[Page excerpt]

Holiday road travelers will likely benefit from gas prices dropping below $3 per gallon for the first time since May 2021.
- GasBuddy, a website and app that provides data about gas rates, says that holiday travelers will have the added benefit of lower gas prices this holiday season.
- The national average of gas is currently $1.83 per gallon lower than its record peak of $5.02 per gallon on June 14, 2022.
- AAA lists the current national average as $3.12 per gallon, which could drop further in the days leading up to Christmas weekend.
- GasBuddy projects a national average of $2.98 per gallon on Christmas morning.
Why it’s Important
The ongoing war in Ukraine, high inflation, supply chain shortages, and economic stress contributed to record-setting gas prices earlier this year. The average slowly reduced over the following six months and has cooled to a record low this year—just in time for hundreds of millions of Americans to benefit from cheaper travel.
“Those heading out on the road for the holidays will receive the gift they’ve been waiting for all year: lower gas prices,” says GasBuddy.
The steep decline in gas prices over the past two months was due to economic cooling. COVID outbreaks in China, recession fears, and less driving have cooled oil and gas prices as more Americans focus on spending for essentials, The Washington Post reports.

[Dataset content]
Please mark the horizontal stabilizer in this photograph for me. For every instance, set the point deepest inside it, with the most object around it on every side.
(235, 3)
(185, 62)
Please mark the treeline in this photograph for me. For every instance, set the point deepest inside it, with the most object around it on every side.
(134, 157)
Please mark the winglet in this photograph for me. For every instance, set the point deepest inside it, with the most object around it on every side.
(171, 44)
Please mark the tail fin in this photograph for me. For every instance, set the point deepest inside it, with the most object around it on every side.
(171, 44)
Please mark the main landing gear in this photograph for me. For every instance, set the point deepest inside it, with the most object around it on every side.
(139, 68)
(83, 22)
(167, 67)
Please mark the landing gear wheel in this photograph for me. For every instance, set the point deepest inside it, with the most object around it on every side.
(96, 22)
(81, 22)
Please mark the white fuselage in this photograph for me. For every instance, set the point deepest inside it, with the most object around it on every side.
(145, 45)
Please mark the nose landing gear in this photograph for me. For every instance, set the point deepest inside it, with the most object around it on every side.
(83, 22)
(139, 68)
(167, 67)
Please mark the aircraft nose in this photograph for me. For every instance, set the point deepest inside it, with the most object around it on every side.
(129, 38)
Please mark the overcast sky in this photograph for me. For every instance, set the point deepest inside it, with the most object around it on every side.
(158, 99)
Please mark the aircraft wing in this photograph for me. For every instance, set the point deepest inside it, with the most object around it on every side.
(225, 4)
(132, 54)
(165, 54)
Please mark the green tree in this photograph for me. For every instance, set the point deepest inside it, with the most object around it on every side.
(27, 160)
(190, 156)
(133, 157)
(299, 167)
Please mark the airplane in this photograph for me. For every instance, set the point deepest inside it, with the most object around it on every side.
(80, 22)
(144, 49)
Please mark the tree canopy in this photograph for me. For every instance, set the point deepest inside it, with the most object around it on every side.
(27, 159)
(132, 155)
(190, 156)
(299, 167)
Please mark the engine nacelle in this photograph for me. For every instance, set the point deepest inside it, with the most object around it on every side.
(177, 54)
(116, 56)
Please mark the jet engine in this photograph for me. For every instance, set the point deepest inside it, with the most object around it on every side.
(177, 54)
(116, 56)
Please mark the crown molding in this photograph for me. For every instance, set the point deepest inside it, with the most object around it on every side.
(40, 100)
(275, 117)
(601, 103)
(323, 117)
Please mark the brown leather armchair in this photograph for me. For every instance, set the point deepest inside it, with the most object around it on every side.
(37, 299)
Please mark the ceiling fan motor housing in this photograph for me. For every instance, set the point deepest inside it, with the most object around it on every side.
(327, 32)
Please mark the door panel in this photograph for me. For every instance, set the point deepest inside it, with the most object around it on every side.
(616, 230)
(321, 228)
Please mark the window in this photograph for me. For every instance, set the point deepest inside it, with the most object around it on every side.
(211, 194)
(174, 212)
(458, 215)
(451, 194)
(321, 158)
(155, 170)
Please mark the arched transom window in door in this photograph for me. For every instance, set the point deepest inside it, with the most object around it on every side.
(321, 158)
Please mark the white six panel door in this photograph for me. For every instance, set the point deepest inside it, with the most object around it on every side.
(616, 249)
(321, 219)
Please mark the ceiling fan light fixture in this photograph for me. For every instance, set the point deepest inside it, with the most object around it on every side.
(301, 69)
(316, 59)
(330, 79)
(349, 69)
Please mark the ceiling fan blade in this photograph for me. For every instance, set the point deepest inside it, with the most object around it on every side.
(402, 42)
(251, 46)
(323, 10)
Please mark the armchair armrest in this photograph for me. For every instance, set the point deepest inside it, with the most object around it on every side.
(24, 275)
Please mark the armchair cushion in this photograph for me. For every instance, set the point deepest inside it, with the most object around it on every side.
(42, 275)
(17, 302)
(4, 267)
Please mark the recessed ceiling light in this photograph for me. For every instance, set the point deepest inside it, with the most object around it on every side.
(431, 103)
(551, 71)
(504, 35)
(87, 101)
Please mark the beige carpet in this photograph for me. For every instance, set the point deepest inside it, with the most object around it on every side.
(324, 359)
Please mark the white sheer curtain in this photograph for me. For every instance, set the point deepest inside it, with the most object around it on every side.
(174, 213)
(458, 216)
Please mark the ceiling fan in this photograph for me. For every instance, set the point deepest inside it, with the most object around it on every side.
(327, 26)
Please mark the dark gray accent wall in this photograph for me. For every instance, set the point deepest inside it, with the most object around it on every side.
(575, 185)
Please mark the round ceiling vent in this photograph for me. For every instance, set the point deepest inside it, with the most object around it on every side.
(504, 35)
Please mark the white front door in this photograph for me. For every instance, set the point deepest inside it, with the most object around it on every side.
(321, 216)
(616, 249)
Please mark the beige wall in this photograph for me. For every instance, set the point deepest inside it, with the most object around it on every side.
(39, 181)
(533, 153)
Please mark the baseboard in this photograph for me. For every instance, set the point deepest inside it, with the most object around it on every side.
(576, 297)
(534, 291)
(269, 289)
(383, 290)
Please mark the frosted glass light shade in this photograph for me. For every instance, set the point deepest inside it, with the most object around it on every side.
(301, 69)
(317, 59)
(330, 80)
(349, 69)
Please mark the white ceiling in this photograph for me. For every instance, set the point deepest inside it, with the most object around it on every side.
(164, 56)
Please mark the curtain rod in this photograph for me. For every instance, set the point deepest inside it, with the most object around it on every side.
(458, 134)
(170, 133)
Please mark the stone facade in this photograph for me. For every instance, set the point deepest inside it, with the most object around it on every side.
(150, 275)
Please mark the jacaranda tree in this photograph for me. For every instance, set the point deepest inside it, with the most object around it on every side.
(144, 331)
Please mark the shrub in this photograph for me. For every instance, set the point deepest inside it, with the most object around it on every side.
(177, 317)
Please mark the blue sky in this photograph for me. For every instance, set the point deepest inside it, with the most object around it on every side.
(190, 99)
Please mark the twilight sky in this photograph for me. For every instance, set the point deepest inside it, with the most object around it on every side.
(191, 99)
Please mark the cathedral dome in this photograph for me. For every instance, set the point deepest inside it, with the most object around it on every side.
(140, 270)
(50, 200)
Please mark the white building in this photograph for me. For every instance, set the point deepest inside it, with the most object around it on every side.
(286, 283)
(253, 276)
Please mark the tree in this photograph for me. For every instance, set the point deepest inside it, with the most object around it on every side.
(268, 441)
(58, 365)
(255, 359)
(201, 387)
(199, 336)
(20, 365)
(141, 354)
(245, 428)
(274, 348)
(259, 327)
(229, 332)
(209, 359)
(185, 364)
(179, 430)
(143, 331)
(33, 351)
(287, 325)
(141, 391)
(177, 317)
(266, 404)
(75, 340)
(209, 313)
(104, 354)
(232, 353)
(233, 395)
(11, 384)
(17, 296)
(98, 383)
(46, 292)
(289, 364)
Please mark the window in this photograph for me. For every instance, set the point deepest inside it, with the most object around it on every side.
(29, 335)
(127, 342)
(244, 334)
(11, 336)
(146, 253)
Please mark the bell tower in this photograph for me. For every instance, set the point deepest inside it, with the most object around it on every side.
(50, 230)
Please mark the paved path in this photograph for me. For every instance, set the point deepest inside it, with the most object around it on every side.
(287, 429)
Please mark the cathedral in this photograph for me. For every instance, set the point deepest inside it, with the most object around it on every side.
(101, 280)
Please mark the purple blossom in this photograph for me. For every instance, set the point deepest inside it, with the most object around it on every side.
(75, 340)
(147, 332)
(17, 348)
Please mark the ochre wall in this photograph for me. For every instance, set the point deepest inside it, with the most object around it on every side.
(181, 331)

[Brief 1] Write out everything from "- GasBuddy, a" down to "to Christmas weekend." in the gas prices article, copying the words without any change.
[Brief 2]
Answer these questions using the gas prices article:
(a) What national average does GasBuddy project for Christmas morning?
(b) On what date did gas prices reach their record peak?
(c) Which news outlet reported that COVID outbreaks in China, recession fears, and less driving cooled oil and gas prices?

[Expected answer 1]
- GasBuddy, a website and app that provides data about gas rates, says that holiday travelers will have the added benefit of lower gas prices this holiday season.
- The national average of gas is currently $1.83 per gallon lower than its record peak of $5.02 per gallon on June 14, 2022.
- AAA lists the current national average as $3.12 per gallon, which could drop further in the days leading up to Christmas weekend.

[Expected answer 2]
(a) $2.98 per gallon
(b) June 14, 2022
(c) The Washington Post